→ HOW TO COMPLETE THIS TASK: Could you write out the listing below again, exactly?
:: GIVEN DATA
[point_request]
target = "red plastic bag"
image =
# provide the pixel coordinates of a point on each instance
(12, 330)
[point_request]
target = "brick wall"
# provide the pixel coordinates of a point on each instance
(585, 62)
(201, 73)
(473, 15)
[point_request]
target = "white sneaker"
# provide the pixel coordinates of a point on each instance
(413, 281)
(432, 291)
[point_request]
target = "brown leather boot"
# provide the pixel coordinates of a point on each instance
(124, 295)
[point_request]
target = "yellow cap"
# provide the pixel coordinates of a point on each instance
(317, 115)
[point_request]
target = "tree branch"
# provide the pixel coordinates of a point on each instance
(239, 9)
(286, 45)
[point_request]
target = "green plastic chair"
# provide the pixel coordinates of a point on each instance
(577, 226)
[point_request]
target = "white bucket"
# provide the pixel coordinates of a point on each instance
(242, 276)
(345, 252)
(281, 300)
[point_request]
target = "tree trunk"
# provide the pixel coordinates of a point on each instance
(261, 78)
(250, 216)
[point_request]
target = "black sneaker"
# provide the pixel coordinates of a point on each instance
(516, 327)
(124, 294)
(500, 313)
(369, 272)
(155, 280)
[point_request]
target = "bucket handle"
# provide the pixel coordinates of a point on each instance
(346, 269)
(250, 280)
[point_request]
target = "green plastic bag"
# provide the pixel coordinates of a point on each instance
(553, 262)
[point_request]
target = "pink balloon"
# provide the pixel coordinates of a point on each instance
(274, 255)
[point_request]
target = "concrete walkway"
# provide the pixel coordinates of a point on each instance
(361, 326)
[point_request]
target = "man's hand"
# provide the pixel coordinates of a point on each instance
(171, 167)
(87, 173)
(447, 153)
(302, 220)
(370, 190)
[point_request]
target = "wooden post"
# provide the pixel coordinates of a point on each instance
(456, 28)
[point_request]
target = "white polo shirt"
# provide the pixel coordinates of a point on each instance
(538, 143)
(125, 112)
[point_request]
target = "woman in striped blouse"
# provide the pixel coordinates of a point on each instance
::::
→ SOLUTION:
[point_request]
target = "red plastic bag"
image =
# provide the pixel coordinates of a point on each instance
(12, 330)
[point_request]
target = "brick wall"
# provide the pixel coordinates of a point on each instance
(585, 62)
(201, 73)
(473, 15)
[point_request]
target = "white sneaker"
# provide the pixel coordinates of a point on each instance
(413, 281)
(432, 291)
[point_request]
target = "brown leather boot"
# provide the pixel coordinates of a point on each instance
(124, 295)
[point_request]
target = "yellow cap"
# provide the pixel coordinates of a point on each instance
(317, 115)
[point_request]
target = "tree branch"
# provide the pixel coordinates of a point on each instance
(239, 9)
(286, 45)
[point_request]
target = "green plastic chair"
# provide the pixel coordinates of a point on each instance
(577, 226)
[point_request]
target = "white bucket"
# provide the pixel coordinates of a point on each instance
(242, 276)
(345, 252)
(281, 300)
[point_request]
target = "tree trunk"
# provide the pixel coordinates of a point on each instance
(261, 78)
(250, 216)
[point_request]
target = "black sneaker"
# provide the pixel coordinates of a point on each instance
(516, 327)
(124, 294)
(500, 313)
(369, 272)
(155, 280)
[point_request]
target = "bucket handle"
# provide the pixel coordinates of a point on each instance
(346, 269)
(250, 280)
[point_request]
target = "green plastic bag"
# provide the pixel coordinates of a point on each instance
(553, 262)
[point_request]
target = "pink balloon"
# provide the pixel coordinates of a point on each instance
(274, 255)
[point_request]
target = "concrete walkway"
# provide the pixel coordinates of a point on each instance
(361, 326)
[point_request]
target = "man's hand"
# provide the pixel coordinates of a point on each instance
(171, 167)
(87, 173)
(447, 153)
(302, 220)
(370, 190)
[point_request]
target = "wooden post"
# provide the pixel coordinates of a point on each instance
(456, 28)
[point_request]
target = "white polo shirt"
# provide the pixel coordinates of a point on each instance
(538, 143)
(125, 112)
[point_request]
target = "woman in striped blouse"
# provide the pixel coordinates of a point on each instance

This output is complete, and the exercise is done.